Skip to content

Latest commit

 

History

History
150 lines (121 loc) · 3.6 KB

File metadata and controls

150 lines (121 loc) · 3.6 KB

Twitter Archive Cleanup Script

This script cleans up a Twitter/X archive export by extracting only public content and converting it to clean JSON format.

What It Does

Keeps (Converted to JSON):

  • tweets.json - Your 14,863 public tweets
  • likes.json - 25,553 tweets you liked
  • followers.json - 1,690 followers
  • following.json - 1,176 accounts you follow
  • profile.json - Profile information
  • community-tweets.json - Community notes
  • note-tweets.json - Note tweets
  • Media folders - 780MB of images/videos from your tweets

Removes (Saves ~9.89 GB):

  • All direct messages (9.6GB of media + 220MB of text)
  • Ad tracking data (ad-engagements, ad-impressions)
  • Grok AI chat history
  • Deleted tweets
  • IP audit logs
  • Device tokens and personalization data

Usage

Basic Usage (Current Directory)

python3 cleanup_twitter_archive.py

Specify Archive Path

python3 cleanup_twitter_archive.py /path/to/twitter-archive

Specify Output Directory

python3 cleanup_twitter_archive.py /path/to/archive output_folder_name

Output Structure

twitter_archive_clean/
├── README.txt              # Human-readable summary
├── cleanup_report.json     # Detailed JSON report
├── data/                   # Clean JSON files
│   ├── tweets.json
│   ├── likes.json
│   ├── followers.json
│   ├── following.json
│   ├── profile.json
│   ├── community-tweets.json
│   ├── note-tweets.json
│   ├── tweet-headers.json
│   └── account.json
└── media/                  # Media files
    ├── tweets_media/
    ├── profile_media/
    └── community_tweet_media/

Results from This Archive

  • Original size: ~11GB (with DMs and tracking data)

=== Data block ===
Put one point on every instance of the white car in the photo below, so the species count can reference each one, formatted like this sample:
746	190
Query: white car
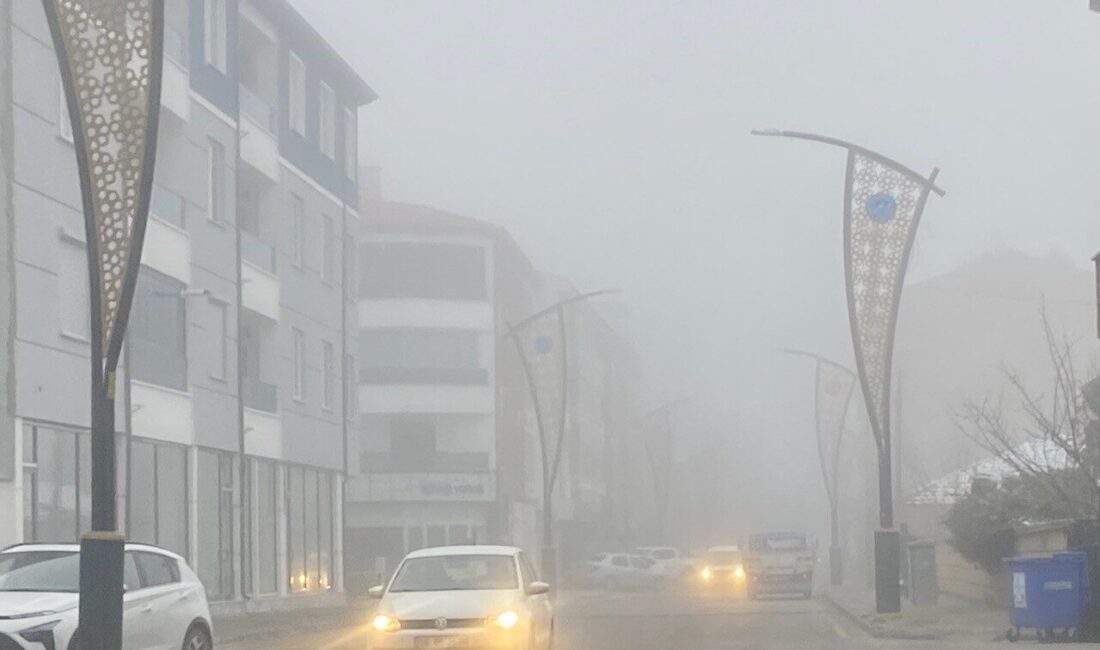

=== List of tasks ===
(A) On the Twitter archive cleanup page, how many followers does followers.json hold?
(B) Pick up the Twitter archive cleanup page right after its last line and keep writing it.

=== Answers by task ===
(A) 1,690 followers.

(B)
  • Cleaned size: 819MB
  • Space saved: 9.89GB
  • Tweets extracted: 14,863
  • Likes extracted: 25,553
  • Time period: Check your tweets for date range

JSON Format

The script converts from Twitter's JavaScript format:

window.YTD.tweets.part0 = [{...}]

To clean JSON arrays:

[
  {
    "tweet": {
      "full_text": "...",
      "created_at": "...",
      ...
    }
  }
]

Working with the Data

Python Example

import json

# Load tweets
with open('twitter_archive_clean/data/tweets.json') as f:
    tweets = json.load(f)

# Iterate through tweets
for item in tweets:
    tweet = item['tweet']
    print(f"{tweet['created_at']}: {tweet['full_text']}")

Count Tweets by Year

from collections import Counter
from datetime import datetime

with open('twitter_archive_clean/data/tweets.json') as f:
    tweets = json.load(f)

years = Counter()
for item in tweets:
    date_str = item['tweet']['created_at']
    # Parse: "Fri Jun 20 18:43:40 +0000 2025"
    date = datetime.strptime(date_str, "%a %b %d %H:%M:%S %z %Y")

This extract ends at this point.